• _Work instructions_:
Match the string "post" against each line below, and copy every line that matches.

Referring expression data
---
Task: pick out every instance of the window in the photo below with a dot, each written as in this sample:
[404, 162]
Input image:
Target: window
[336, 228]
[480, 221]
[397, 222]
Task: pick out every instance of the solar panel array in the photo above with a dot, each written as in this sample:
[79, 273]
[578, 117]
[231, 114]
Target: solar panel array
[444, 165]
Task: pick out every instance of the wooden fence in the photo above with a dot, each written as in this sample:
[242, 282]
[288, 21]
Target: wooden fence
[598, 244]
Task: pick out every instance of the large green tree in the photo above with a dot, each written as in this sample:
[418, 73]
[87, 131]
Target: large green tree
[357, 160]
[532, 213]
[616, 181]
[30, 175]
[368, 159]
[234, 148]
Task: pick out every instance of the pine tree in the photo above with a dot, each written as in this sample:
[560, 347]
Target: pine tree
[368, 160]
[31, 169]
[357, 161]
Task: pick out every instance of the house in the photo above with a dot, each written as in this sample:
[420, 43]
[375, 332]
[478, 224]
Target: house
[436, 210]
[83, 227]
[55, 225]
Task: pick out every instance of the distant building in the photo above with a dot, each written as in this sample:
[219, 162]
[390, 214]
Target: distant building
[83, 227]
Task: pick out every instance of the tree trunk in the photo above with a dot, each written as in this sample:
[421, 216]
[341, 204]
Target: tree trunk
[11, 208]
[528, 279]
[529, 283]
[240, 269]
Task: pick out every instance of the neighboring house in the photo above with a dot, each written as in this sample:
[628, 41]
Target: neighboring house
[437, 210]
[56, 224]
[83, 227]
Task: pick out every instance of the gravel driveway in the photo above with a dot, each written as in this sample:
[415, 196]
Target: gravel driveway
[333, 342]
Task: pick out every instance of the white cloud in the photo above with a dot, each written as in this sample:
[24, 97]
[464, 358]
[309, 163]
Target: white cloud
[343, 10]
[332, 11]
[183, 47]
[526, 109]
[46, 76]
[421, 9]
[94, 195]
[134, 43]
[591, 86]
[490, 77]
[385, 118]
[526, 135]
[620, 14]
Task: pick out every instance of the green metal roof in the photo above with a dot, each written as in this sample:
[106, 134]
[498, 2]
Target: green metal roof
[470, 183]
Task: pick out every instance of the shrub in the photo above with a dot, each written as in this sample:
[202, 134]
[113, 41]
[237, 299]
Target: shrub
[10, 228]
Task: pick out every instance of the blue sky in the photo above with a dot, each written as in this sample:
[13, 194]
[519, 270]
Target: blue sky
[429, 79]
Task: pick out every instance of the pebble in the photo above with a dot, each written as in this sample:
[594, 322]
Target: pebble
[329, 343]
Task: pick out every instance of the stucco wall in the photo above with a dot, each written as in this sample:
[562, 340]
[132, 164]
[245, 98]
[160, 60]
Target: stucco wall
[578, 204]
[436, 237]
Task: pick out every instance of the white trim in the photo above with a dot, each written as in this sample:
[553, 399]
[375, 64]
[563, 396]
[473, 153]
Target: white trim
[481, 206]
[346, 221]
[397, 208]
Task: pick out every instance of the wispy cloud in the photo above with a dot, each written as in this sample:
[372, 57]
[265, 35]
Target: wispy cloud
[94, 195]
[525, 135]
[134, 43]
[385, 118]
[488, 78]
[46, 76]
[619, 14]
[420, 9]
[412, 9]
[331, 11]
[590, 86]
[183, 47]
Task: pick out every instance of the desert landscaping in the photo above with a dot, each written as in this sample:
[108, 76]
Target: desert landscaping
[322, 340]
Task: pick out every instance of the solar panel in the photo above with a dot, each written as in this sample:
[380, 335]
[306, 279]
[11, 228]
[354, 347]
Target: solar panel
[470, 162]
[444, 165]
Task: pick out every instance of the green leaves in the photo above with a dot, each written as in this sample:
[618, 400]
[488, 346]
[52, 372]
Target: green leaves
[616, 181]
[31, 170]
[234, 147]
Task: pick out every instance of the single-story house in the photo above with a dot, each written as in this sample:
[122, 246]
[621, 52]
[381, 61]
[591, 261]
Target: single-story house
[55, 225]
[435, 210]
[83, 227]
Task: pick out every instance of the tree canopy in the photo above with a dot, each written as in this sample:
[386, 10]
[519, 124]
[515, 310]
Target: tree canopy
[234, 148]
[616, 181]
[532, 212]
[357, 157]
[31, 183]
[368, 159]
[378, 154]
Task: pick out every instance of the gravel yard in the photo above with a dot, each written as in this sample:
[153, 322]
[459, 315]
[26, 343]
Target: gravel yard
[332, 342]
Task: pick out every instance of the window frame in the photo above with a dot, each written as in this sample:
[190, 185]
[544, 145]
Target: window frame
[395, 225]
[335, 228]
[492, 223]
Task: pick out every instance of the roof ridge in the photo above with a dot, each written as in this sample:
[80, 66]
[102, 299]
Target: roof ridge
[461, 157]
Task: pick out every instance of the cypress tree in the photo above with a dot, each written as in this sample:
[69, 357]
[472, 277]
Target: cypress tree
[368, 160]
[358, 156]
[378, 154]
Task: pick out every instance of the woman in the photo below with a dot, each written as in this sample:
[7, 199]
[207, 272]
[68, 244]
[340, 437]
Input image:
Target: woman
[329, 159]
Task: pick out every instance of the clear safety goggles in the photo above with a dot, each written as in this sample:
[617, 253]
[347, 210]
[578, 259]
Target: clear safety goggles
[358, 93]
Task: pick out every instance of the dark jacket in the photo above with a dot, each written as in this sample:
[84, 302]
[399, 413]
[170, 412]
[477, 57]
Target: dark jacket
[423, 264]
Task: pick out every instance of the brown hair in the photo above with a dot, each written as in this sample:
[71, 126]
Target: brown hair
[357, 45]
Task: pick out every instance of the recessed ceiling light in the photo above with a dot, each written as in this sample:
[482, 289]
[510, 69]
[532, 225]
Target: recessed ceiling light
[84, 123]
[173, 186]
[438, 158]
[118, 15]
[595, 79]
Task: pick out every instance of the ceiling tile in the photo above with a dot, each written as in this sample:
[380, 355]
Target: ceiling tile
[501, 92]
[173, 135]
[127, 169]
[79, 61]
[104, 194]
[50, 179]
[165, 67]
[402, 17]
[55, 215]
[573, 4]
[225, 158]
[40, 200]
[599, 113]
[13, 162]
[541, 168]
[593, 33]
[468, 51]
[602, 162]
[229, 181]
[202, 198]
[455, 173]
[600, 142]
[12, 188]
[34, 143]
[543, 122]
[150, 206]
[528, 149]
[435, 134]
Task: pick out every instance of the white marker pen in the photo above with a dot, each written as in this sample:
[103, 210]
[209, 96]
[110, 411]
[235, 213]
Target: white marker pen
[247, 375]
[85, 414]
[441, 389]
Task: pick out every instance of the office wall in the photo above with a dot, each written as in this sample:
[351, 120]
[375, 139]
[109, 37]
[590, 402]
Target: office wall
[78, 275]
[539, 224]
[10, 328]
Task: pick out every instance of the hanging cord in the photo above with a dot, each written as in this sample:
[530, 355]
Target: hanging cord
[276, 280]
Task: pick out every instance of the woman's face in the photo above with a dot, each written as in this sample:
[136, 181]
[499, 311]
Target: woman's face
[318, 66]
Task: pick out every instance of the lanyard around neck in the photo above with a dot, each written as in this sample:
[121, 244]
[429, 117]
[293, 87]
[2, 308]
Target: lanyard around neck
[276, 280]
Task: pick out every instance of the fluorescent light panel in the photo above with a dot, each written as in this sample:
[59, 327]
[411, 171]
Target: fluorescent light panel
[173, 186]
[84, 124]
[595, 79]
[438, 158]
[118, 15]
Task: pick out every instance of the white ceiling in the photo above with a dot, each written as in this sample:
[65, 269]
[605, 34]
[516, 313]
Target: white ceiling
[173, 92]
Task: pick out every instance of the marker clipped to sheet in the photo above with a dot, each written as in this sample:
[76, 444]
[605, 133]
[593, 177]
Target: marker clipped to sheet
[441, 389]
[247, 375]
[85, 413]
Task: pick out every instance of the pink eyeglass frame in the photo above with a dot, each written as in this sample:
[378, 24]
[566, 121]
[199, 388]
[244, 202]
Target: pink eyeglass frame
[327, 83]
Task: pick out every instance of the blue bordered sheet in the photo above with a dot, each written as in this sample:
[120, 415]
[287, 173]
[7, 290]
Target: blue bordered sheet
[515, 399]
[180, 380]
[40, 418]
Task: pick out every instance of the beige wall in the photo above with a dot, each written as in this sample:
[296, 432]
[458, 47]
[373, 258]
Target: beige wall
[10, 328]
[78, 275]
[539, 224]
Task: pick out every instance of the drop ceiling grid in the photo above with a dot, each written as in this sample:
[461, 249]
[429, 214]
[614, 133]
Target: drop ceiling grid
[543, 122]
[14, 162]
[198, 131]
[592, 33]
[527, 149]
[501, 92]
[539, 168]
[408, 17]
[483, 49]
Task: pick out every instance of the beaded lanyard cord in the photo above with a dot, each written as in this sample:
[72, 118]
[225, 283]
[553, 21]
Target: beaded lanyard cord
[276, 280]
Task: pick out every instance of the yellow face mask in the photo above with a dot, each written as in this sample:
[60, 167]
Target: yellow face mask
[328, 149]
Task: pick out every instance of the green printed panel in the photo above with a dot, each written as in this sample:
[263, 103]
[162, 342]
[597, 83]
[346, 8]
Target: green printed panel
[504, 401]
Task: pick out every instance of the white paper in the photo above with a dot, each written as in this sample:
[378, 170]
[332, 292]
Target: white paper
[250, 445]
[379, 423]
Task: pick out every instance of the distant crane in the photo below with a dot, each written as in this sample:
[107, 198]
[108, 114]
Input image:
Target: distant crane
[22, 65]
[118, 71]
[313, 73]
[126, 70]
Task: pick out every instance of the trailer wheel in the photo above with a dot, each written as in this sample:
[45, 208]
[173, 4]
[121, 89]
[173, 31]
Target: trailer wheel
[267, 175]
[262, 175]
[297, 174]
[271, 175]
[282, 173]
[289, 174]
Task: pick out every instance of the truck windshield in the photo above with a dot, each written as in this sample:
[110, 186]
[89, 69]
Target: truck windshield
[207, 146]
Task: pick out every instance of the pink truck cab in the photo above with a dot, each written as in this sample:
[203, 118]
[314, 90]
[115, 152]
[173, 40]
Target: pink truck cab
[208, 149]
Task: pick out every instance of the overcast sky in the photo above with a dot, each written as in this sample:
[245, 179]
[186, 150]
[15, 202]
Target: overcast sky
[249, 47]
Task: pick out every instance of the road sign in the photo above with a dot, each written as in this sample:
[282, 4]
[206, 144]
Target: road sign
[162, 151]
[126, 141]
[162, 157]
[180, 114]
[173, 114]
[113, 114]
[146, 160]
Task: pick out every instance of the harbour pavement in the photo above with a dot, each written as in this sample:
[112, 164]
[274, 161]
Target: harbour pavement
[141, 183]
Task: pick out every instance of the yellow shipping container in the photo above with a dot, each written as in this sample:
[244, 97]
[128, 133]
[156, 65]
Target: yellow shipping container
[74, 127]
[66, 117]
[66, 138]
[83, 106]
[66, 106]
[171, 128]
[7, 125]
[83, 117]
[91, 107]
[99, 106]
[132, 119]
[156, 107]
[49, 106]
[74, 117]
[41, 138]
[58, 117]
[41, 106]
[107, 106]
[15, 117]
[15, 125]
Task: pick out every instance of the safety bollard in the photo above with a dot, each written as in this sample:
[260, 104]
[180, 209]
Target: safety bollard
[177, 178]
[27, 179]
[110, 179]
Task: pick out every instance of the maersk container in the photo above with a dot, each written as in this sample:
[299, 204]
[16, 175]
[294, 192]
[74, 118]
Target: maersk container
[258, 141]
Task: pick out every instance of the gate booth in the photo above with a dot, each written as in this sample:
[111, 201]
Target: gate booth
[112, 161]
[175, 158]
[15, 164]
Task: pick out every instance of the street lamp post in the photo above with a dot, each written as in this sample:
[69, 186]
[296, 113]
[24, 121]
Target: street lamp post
---
• _Written answer_:
Task: pick out every instance of the street lamp post in the photo above with a dot, each written as in this sample:
Target: street lamp post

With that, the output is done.